_ページ本文:_
++++++++
犬の皮膚炎 アレルギー アトピー
【概要】
犬のアトピー性皮膚炎とアレルギー性皮膚炎は細かな違いはありますが、
ほぼ同じ症状が見られ、そして治療法も似ています。
具体的な症状としては、広範囲の皮膚かゆみや皮膚炎が現れ特に1週間以上改善しない場合は、
アトピー・アレルギー性皮膚炎が考えられます。
かゆみや皮膚炎が長引くと皮膚にダメージが残り、治りにくくなる可能性があるため、
2週間以上かゆみの症状が続く場合は、獣医師を受診することがおすすめです。
原因として食べ物が関与することもありますが、食べ物だけが原因である確率は約10%程度であり、
食事の変更が治療として有効な場合は少ないです。
そのため、かゆみの症状が続く場合は、早めに獣医師に相談することが良いでしょう。
【診断】
かゆみや皮膚炎の発生部位を身体検査し、皮膚検査を通して初回の診断を行います。
原因となるアレルギー物質を特定するため、血液検査も検討されることがあります。
++++++++
_提供資料:_
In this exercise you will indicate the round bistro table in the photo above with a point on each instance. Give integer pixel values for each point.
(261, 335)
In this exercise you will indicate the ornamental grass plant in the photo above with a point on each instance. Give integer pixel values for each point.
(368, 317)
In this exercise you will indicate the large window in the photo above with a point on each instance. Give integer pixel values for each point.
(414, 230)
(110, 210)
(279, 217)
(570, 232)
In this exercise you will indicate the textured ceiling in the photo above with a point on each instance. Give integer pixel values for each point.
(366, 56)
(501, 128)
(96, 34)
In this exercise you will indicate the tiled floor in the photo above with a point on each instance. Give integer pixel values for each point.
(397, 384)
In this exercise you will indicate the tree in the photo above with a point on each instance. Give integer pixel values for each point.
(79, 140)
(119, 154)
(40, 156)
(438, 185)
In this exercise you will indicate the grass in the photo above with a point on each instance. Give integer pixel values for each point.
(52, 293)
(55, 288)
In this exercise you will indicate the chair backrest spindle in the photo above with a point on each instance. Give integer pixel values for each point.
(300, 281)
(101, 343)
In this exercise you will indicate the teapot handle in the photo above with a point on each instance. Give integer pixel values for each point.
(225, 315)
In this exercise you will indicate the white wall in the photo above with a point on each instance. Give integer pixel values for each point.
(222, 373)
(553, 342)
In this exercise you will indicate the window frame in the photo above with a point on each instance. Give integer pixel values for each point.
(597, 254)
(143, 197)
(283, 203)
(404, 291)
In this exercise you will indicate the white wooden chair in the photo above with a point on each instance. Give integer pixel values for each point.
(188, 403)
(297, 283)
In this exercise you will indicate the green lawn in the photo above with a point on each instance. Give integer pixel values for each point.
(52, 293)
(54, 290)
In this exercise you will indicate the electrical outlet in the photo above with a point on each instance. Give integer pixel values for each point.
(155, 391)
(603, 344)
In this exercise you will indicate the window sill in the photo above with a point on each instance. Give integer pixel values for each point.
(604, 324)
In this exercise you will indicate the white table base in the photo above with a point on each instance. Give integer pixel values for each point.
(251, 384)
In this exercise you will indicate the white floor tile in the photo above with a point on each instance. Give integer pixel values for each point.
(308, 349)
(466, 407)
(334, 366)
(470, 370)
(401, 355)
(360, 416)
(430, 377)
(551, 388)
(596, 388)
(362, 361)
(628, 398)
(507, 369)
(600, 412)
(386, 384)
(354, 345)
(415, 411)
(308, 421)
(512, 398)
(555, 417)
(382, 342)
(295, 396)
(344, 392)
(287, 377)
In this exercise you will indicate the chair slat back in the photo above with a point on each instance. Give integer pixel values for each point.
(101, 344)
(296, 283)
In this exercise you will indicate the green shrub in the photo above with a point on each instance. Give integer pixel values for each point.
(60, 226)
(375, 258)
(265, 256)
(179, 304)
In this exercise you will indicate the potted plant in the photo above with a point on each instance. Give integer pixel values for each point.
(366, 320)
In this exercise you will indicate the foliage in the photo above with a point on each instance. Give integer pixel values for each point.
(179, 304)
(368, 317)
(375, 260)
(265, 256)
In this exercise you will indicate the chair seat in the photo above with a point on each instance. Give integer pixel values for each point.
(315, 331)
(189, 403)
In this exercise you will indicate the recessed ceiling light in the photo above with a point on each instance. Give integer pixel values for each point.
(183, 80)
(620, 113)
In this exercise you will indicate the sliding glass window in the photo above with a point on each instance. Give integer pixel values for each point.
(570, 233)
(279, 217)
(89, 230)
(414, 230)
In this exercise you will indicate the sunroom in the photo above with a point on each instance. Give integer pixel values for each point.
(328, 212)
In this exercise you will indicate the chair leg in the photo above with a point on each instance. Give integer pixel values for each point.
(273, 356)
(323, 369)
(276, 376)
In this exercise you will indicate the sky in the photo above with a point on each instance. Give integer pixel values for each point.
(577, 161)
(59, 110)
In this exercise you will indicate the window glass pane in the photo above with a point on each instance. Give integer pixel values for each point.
++++++++
_課題 1:_ 犬の皮膚炎についての本文では、食べ物だけが原因である確率はどのくらいだと書かれていますか。
_課題 2:_ 犬の皮膚炎についての本文を、最後の文のあとから続けて書き進めてください。

_解答 1:_ 約10%程度です。

_解答 2:_
ただし、これは高額な検査のため、初回の診断から行うことは稀です。
【治療】
アトピー・アレルギー性皮膚炎の主な治療は、薬を飲ませることです。
代表的な薬としてはステロイドがあります。
ステロイドは副作用が知られていますが使用方法を守れば治療効果が高く、効果的な薬とされています。
ただし、副作用により使用が制限される場合もあります。
最近では新しい薬としてオクラシチニブ(アポキル)があります。
これはステロイドの代表的な副作用である多食多飲が見られないとされていますが、
若干高価で作用時間が短いという欠点もあります。
その他にも、塗り薬やシャンプー、食事治療も同時に行われることが一般的です。
各薬物には特性があり、動物の状態や薬の特性、費用、副作用などを検討して治療方針を決定します。
【当院における取り組み】
当院では、患者ごとに最適な治療方法を提供しています。
治療には飲み薬だけでなく、塗り薬、シャンプー、食事の組み合わせが含まれています。
これらを調整し、それぞれの状態に合わせて個別に治療プランを組んでいます。
この病気は治療期間が長期にわたることが一般的です。
そのため、治療に伴う費用や投薬が患者や飼い主様にとって負担にならないよう、
しっかりと相談しながら進めていきます。
【通院・入院の予測)
ほとんどの場合通院治療により治療を進めていきます。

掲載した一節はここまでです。